>>>>

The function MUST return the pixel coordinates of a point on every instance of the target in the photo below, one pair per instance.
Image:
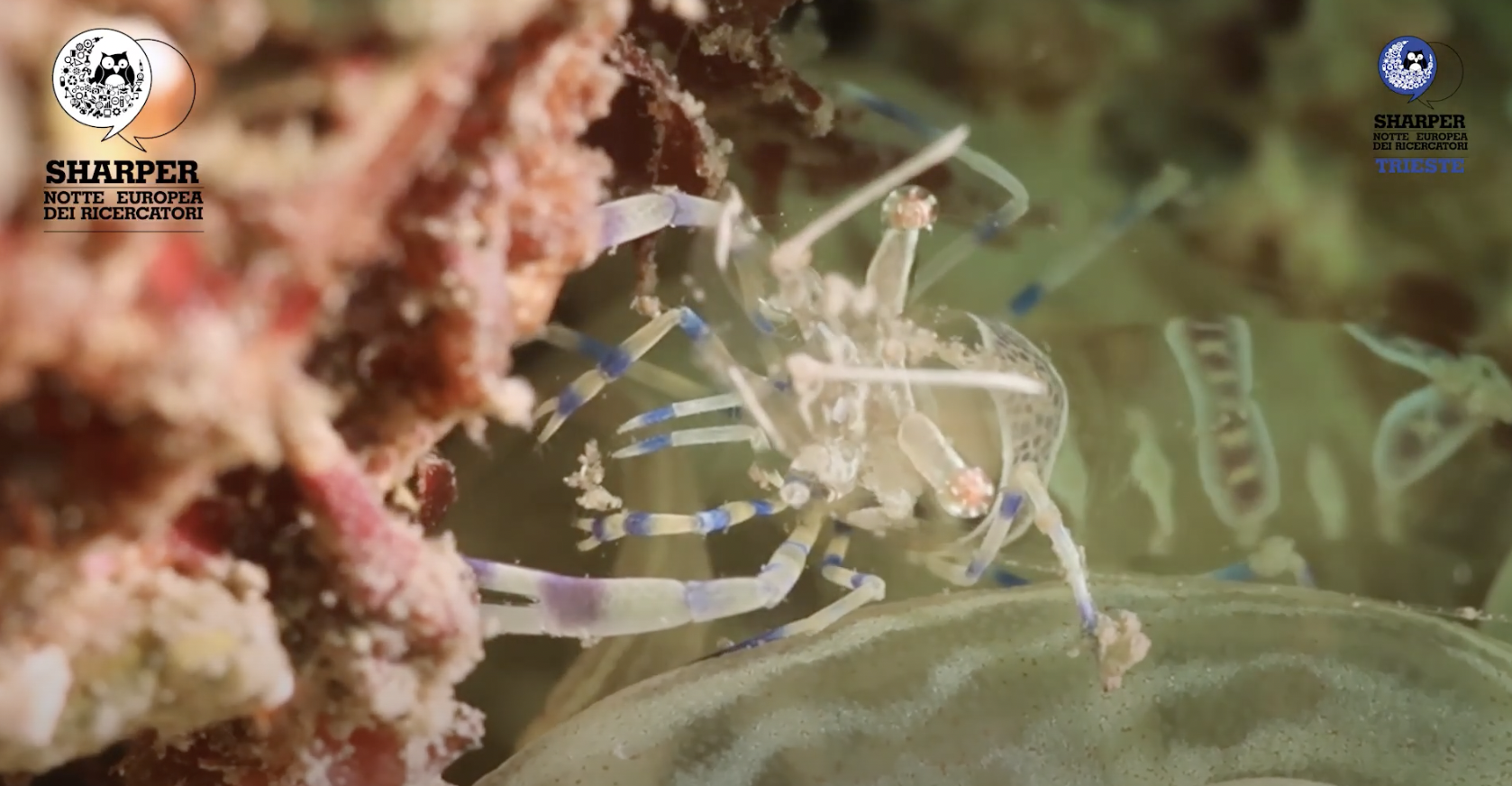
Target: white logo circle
(102, 79)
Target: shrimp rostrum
(853, 421)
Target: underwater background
(1289, 227)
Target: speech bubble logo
(1408, 65)
(102, 79)
(169, 103)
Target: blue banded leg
(682, 408)
(994, 535)
(1006, 578)
(667, 383)
(615, 361)
(635, 524)
(1275, 556)
(1170, 182)
(861, 589)
(693, 435)
(644, 214)
(596, 608)
(1070, 555)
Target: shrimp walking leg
(596, 608)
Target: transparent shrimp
(853, 422)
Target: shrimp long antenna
(794, 251)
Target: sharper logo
(1426, 73)
(103, 79)
(136, 89)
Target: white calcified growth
(35, 696)
(590, 481)
(1326, 487)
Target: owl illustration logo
(1407, 67)
(114, 71)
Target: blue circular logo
(1408, 65)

<<<<

Task description:
All lines from the one with "Target: speech bubble logo" to the end of the material above should be copied exactly, both ends included, and nothing else.

Exercise result:
Target: speech bubble logo
(1408, 65)
(102, 79)
(169, 103)
Target: blue banded leg
(682, 408)
(994, 535)
(1006, 578)
(667, 383)
(615, 361)
(635, 524)
(1275, 556)
(1170, 182)
(861, 589)
(693, 435)
(644, 214)
(596, 608)
(1070, 555)
Target: shrimp walking leg
(596, 608)
Target: transparent shrimp
(853, 422)
Target: shrimp long antenna
(794, 251)
Target: sharper logo
(1426, 73)
(103, 79)
(136, 89)
Target: white calcified growth
(35, 696)
(590, 481)
(1326, 487)
Target: owl illustration logo
(1407, 67)
(114, 71)
Target: blue circular logo
(1408, 65)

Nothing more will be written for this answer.